> TASK: Reproduce verbatim the portion of the vitamin K injection text that runs from "Infants exposed to" up to and including "to 20% risk.".

--- SUPPLIED PASSAGE Enclosed Below ---

Newborns routinely receive a vitamin K injection after birth to prevent or slow a rare problem of bleeding into the brain called Newborn Hemorrhagic Disease (HDN). This disease can occur 3 to 7 weeks after birth in just over 5 out of 100,000 births (without the vitamin K injection). 40% of those infants suffer permanent brain damage or death.

The cause of this bleeding trauma is usually liver disease, which is undetected until the bleeding begins. Several liver problems can reduce the liver’s ability to make blood-clotting factors out of vitamin K, therefore extra K helps this situation.

What Babies are at Risk?

Infants exposed to drugs or alcohol and those from mothers on anti-epileptic medications are at  risk for Newborn Hemorrhagic Disease.

The use of antibiotics (both maternal and baby) can inhibit baby’s generation of clotting factors, possibly making the need for vitamin K more necessary.

Babies who have experienced traumatic births such as forceps, emergency Cesarean and those who are born with bruises may be at risk for HMD.

Babies whose cord is prematurely cut deprives baby of  25% to 40% of blood volume and clotting factors. Keeping the cord intact until it stops pulsating can reduce the risk of Newborn Hemorrhagic Disease.

What are the Potential Side Effects of the Vitamin K Injection?

Numbers vary but based on several tightly controlled studies, the downside is a possibly 80% increased risk of developing childhood leukemia. Other studies have shown an increase of 10 to 20% risk.

What About the Oral Dose?

Depending on hospital, you can supplement with several low oral doses of liquid vitamin K over several days or weeks.

--- End of Enclosed SUPPLIED PASSAGE ---
--- INPUT DATA Enclosed Below ---

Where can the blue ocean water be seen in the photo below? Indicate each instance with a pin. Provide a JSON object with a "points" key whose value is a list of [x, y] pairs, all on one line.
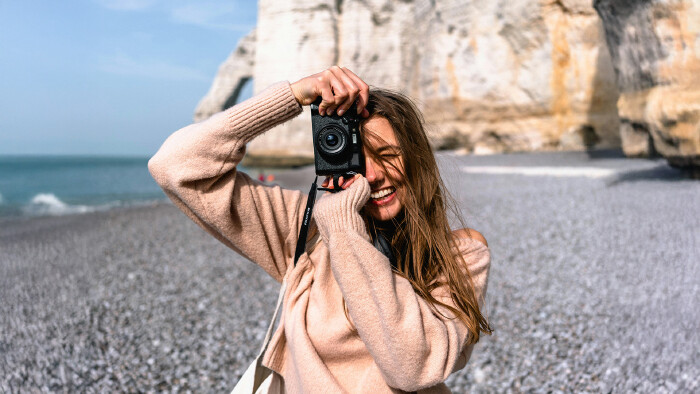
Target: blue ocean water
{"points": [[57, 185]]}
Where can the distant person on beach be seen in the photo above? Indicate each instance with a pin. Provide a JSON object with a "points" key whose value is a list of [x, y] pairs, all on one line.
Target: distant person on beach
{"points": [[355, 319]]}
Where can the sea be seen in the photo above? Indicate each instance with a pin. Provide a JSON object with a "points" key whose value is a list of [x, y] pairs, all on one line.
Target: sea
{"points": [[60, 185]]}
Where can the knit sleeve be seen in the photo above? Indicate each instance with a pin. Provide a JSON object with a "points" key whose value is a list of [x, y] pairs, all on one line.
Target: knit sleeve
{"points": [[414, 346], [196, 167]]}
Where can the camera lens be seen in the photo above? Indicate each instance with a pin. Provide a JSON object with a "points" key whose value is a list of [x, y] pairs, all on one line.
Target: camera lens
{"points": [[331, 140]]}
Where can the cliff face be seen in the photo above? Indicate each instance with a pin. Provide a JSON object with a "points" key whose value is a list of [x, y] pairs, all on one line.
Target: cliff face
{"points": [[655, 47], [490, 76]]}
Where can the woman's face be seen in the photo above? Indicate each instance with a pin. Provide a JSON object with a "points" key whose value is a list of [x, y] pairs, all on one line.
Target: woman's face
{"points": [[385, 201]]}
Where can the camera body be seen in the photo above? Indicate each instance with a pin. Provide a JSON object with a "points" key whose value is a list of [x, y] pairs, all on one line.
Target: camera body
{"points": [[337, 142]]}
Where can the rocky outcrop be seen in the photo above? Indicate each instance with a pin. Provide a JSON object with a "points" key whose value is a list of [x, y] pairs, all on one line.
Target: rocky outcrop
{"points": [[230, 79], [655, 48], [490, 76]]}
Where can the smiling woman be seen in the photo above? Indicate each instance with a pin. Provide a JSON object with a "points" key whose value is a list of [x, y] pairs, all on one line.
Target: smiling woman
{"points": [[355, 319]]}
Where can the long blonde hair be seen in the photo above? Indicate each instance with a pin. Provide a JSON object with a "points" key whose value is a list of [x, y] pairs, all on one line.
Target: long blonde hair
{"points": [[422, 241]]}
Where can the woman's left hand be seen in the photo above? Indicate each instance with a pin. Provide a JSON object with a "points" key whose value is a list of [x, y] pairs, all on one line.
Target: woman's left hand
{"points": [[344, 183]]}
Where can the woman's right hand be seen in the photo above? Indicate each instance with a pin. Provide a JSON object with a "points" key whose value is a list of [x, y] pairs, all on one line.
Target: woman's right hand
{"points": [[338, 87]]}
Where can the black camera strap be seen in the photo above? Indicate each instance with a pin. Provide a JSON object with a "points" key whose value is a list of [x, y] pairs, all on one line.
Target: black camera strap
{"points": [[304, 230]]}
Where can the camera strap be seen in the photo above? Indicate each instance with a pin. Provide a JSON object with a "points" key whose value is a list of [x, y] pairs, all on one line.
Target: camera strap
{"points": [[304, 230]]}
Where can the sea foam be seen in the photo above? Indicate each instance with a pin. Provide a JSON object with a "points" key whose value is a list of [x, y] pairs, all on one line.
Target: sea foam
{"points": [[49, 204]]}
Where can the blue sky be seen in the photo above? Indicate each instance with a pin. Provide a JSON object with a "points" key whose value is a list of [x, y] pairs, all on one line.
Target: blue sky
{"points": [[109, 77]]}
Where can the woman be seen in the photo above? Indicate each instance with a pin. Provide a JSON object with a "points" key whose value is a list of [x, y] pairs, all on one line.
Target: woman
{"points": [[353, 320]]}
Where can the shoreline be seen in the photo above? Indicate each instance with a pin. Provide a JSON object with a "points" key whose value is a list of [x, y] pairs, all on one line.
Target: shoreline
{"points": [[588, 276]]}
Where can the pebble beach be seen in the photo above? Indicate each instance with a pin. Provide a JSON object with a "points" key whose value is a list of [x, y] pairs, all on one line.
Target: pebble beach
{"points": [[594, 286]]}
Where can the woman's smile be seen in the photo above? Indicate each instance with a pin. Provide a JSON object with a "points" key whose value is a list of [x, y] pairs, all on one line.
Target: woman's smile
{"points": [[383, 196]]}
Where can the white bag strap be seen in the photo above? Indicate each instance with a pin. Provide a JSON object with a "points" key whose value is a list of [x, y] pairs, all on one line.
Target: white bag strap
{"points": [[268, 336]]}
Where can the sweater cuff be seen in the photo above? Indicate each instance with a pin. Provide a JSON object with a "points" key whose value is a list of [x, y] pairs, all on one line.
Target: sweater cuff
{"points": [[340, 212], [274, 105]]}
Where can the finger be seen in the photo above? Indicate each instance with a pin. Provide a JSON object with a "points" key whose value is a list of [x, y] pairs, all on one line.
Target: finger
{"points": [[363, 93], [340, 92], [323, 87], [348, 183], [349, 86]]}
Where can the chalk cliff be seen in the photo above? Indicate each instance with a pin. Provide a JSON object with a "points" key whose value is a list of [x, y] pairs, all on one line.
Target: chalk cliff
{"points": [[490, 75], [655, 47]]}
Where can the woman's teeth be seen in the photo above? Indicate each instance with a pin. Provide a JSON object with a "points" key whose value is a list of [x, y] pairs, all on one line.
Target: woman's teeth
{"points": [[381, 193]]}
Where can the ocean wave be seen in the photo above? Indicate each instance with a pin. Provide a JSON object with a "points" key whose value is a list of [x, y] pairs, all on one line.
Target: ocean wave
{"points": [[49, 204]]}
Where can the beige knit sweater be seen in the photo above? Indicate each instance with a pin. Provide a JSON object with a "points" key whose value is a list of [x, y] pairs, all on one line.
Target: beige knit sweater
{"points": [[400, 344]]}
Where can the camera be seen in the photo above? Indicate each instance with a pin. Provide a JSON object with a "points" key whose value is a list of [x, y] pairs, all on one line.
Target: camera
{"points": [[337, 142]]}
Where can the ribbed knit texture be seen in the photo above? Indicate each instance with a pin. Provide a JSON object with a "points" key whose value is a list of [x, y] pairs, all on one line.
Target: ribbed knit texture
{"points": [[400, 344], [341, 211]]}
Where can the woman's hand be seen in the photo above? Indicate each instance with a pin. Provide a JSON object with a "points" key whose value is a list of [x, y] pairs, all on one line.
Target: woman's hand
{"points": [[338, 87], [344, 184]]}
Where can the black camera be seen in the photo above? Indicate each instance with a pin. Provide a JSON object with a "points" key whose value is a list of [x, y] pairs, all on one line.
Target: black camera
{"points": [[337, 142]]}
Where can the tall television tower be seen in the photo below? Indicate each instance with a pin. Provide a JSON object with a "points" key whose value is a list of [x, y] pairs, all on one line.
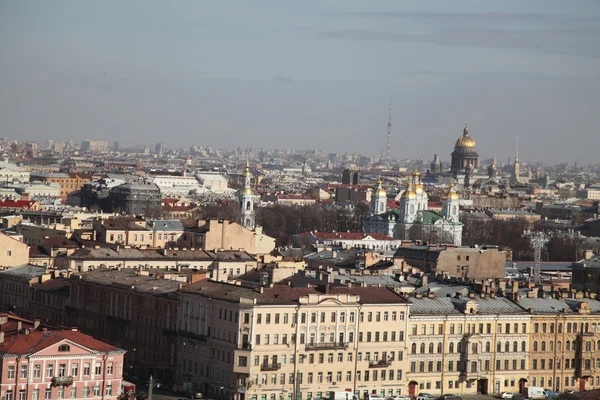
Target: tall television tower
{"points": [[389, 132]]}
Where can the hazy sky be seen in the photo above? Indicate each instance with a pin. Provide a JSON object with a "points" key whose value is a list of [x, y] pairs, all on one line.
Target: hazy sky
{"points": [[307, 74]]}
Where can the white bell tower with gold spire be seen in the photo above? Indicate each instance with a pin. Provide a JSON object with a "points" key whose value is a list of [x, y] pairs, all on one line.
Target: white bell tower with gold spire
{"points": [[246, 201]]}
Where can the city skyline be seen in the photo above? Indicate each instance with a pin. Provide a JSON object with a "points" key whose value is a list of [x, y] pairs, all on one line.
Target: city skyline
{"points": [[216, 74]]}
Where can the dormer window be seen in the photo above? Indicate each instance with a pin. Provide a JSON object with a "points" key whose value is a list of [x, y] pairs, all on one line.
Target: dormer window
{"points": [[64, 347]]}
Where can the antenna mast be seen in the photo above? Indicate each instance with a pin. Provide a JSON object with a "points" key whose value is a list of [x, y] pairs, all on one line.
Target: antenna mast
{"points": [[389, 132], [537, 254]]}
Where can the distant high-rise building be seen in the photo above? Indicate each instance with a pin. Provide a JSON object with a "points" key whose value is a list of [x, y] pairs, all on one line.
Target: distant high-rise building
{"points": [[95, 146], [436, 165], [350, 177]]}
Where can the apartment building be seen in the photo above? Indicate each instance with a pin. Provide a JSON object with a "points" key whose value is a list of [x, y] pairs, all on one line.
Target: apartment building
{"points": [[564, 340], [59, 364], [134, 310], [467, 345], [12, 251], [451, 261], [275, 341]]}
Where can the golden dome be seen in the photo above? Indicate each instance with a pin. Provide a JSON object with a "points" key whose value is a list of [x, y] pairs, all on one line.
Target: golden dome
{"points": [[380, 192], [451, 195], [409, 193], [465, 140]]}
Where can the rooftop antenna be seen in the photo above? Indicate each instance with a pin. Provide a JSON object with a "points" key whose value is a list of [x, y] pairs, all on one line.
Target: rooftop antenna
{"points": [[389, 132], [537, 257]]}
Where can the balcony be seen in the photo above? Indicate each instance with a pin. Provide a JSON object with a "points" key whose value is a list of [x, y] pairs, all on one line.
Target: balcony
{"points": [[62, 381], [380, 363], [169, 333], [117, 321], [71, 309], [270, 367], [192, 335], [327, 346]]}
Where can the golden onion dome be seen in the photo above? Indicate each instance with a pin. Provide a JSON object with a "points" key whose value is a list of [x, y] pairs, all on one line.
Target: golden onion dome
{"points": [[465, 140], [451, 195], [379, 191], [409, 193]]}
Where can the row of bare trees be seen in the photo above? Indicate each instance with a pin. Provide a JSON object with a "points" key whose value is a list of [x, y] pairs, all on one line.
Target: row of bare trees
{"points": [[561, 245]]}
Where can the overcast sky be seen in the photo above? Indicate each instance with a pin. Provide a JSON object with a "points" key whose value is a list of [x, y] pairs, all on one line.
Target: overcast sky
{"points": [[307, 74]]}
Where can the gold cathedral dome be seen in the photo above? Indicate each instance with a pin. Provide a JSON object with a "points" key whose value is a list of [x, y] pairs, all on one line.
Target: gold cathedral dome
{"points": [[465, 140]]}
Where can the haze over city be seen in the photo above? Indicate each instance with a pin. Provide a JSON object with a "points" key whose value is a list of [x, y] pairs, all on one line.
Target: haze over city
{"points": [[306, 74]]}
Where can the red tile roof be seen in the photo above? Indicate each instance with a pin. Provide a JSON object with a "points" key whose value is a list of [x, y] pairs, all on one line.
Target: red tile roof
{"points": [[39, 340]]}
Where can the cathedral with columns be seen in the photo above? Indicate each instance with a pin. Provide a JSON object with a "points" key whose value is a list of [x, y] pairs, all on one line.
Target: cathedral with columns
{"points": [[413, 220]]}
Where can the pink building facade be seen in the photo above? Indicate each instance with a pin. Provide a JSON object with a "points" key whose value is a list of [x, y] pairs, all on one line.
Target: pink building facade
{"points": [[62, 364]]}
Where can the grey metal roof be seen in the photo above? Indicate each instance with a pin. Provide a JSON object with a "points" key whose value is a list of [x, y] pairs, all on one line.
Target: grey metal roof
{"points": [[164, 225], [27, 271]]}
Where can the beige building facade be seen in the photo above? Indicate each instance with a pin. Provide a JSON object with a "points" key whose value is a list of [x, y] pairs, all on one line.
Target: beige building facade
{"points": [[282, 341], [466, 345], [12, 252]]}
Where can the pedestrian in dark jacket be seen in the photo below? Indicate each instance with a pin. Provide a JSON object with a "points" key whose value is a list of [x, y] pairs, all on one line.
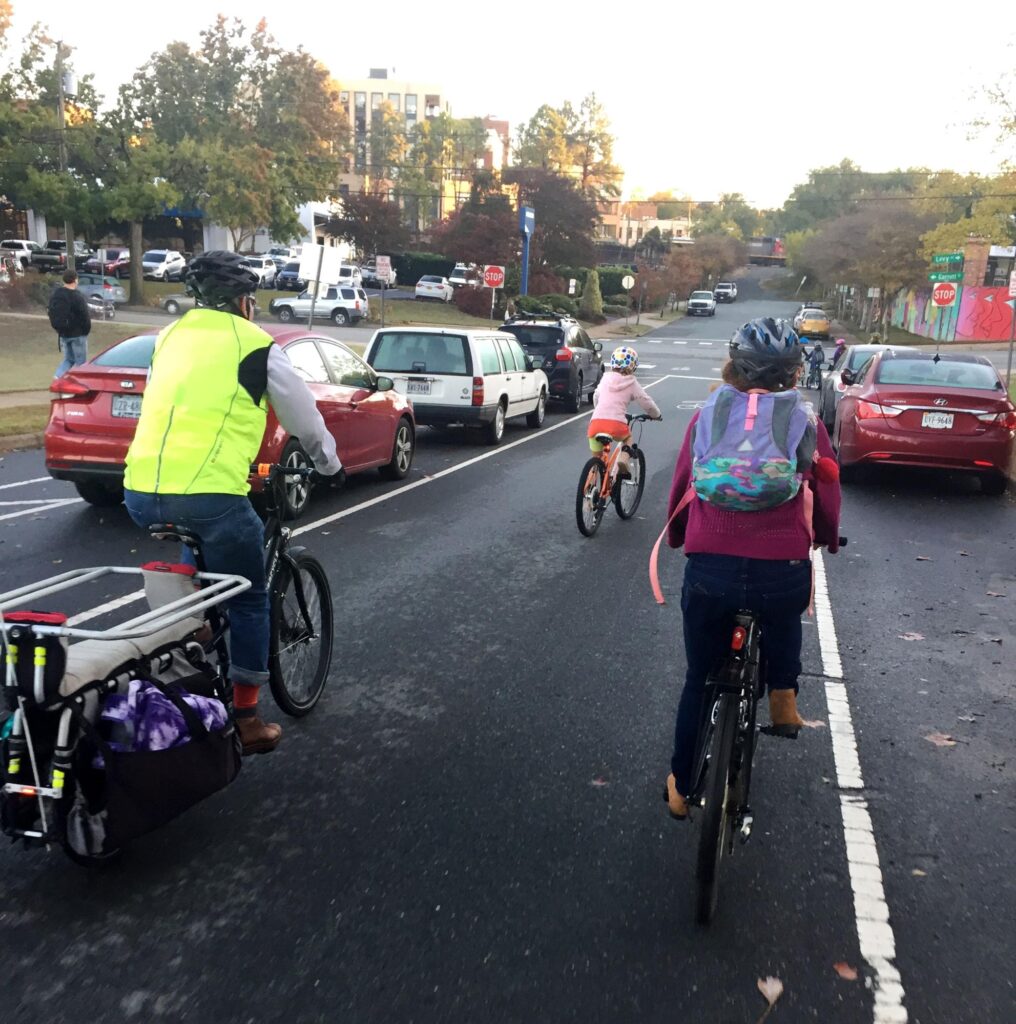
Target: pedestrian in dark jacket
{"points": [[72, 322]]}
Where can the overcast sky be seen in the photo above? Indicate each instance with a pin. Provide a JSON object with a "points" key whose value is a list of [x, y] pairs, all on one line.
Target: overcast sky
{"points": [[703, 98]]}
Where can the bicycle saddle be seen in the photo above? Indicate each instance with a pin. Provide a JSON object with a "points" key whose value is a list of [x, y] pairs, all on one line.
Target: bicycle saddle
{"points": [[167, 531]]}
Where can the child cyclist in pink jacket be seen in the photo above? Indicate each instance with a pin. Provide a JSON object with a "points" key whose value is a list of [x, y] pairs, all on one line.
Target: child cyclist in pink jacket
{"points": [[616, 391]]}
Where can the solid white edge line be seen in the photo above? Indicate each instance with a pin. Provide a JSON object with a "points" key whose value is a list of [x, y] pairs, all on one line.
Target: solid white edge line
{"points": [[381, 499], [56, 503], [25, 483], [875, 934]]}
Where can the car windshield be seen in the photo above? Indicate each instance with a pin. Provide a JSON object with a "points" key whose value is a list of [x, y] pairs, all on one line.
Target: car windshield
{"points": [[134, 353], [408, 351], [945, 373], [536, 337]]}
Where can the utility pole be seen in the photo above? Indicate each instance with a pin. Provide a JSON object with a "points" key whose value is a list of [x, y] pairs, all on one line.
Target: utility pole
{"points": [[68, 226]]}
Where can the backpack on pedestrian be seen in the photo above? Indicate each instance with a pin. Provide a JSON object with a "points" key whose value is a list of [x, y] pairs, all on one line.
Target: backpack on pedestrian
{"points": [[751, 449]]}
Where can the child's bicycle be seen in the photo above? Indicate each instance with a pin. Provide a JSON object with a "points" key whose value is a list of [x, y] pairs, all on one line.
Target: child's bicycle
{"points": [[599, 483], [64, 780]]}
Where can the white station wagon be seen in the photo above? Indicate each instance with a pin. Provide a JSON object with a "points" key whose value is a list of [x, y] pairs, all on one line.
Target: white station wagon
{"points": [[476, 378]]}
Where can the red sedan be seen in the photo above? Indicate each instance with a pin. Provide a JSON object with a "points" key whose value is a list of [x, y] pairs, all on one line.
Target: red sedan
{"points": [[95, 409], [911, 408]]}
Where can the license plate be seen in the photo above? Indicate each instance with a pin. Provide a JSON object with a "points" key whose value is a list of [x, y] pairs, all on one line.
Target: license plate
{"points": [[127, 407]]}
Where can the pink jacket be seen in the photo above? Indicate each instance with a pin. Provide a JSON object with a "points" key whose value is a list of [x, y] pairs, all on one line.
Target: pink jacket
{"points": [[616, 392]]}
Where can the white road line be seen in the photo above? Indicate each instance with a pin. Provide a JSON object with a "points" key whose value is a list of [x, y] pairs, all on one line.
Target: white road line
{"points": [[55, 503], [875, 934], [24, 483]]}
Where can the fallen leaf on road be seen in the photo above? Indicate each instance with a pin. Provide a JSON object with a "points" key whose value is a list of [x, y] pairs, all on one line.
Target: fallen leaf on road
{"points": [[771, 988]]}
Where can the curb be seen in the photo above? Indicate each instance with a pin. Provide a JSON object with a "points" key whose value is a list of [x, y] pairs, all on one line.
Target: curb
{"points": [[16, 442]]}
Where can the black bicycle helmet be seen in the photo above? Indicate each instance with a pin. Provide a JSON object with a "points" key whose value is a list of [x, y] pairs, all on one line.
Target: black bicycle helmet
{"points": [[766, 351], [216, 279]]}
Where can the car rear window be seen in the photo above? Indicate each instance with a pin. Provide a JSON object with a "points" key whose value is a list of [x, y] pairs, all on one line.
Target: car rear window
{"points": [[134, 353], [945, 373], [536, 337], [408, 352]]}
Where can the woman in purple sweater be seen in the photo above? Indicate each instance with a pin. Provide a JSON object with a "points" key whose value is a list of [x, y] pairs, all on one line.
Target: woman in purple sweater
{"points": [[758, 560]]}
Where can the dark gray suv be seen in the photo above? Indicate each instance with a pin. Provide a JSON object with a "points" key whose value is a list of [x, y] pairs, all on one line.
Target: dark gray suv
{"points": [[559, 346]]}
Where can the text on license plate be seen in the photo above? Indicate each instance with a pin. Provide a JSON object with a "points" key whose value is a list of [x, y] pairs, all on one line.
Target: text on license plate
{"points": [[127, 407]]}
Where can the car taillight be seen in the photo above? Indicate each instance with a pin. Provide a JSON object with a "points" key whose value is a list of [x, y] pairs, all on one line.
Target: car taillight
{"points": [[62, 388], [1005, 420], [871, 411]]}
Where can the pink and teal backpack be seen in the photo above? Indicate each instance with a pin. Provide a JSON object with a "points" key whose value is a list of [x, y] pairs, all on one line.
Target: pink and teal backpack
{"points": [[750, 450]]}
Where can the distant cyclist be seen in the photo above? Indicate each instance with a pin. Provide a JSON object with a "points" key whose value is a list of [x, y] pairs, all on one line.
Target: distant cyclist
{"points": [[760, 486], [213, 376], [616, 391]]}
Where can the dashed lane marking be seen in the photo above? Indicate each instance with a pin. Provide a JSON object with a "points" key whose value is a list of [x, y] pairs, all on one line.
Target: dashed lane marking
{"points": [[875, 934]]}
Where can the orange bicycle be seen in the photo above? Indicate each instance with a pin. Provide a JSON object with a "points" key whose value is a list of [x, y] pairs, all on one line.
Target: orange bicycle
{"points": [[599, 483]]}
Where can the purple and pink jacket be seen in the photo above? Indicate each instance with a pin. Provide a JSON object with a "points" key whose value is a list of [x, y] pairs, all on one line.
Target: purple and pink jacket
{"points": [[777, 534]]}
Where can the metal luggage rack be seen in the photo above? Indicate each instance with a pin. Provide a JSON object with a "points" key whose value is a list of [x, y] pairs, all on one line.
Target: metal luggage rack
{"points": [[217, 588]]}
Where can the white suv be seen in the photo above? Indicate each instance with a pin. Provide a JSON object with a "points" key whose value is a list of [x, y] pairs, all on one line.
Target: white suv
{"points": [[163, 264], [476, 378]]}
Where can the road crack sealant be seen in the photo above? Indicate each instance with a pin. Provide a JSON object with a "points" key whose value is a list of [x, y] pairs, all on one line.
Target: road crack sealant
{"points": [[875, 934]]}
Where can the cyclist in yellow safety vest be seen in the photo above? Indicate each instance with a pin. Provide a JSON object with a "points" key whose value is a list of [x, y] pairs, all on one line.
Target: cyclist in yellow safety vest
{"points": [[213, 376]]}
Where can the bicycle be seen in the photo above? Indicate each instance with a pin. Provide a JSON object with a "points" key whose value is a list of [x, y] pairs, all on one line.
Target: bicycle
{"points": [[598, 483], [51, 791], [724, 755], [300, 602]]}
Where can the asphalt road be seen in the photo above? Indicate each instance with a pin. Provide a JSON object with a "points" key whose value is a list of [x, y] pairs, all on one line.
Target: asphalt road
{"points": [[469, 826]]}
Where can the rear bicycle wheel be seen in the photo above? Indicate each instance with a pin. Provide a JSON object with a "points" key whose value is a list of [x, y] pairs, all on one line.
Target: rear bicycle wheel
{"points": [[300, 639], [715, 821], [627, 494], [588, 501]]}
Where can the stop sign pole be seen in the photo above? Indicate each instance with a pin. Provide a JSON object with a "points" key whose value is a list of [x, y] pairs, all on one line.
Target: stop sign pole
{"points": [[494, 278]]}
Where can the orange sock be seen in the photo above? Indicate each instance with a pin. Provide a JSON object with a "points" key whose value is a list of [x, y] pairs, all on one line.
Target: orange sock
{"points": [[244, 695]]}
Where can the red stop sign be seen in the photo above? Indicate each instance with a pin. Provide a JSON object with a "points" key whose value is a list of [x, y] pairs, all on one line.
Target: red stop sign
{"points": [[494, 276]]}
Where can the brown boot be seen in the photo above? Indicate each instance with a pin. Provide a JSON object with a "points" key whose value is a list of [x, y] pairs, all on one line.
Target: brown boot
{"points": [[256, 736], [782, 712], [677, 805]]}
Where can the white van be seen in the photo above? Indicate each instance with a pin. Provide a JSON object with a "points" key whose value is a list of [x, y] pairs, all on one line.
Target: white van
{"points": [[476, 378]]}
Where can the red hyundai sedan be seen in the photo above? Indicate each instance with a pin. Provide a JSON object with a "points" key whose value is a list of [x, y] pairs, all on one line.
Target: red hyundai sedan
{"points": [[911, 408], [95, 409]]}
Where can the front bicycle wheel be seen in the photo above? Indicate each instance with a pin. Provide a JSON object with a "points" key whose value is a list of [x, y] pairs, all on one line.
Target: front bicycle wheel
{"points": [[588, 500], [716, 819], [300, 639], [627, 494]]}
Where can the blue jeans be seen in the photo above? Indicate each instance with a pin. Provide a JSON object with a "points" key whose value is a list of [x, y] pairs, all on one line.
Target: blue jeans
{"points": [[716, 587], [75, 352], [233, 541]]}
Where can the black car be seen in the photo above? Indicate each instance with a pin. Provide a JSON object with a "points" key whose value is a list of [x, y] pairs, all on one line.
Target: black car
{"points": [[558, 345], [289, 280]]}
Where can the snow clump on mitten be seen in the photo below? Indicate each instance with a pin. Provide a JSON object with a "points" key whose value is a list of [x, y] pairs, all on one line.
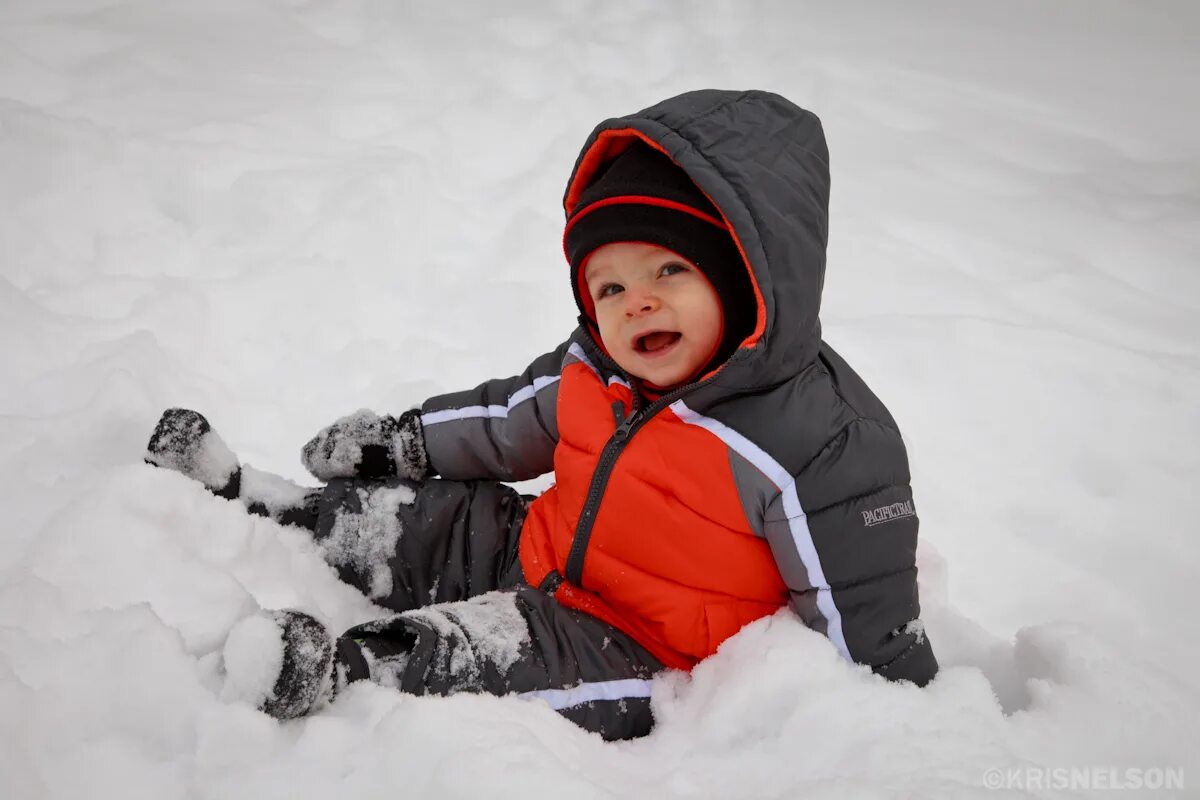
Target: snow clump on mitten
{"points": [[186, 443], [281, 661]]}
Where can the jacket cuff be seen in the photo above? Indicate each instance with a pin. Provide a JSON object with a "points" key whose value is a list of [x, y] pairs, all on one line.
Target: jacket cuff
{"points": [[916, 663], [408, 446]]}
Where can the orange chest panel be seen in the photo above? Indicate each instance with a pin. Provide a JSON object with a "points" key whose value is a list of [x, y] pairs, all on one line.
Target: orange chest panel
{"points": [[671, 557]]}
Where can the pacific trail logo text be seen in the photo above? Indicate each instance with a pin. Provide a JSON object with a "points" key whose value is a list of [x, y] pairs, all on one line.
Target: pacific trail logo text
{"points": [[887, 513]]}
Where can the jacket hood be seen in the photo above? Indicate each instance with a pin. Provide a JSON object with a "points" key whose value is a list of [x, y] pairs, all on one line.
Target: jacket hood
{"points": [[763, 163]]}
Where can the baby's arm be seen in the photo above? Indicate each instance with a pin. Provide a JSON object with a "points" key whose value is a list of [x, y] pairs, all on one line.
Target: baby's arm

--- End of Enclosed INPUT DATA ---

> WRITTEN RESPONSE:
Infants exposed to drugs or alcohol and those from mothers on anti-epileptic medications are at  risk for Newborn Hemorrhagic Disease.

The use of antibiotics (both maternal and baby) can inhibit baby’s generation of clotting factors, possibly making the need for vitamin K more necessary.

Babies who have experienced traumatic births such as forceps, emergency Cesarean and those who are born with bruises may be at risk for HMD.

Babies whose cord is prematurely cut deprives baby of  25% to 40% of blood volume and clotting factors. Keeping the cord intact until it stops pulsating can reduce the risk of Newborn Hemorrhagic Disease.

What are the Potential Side Effects of the Vitamin K Injection?

Numbers vary but based on several tightly controlled studies, the downside is a possibly 80% increased risk of developing childhood leukemia. Other studies have shown an increase of 10 to 20% risk.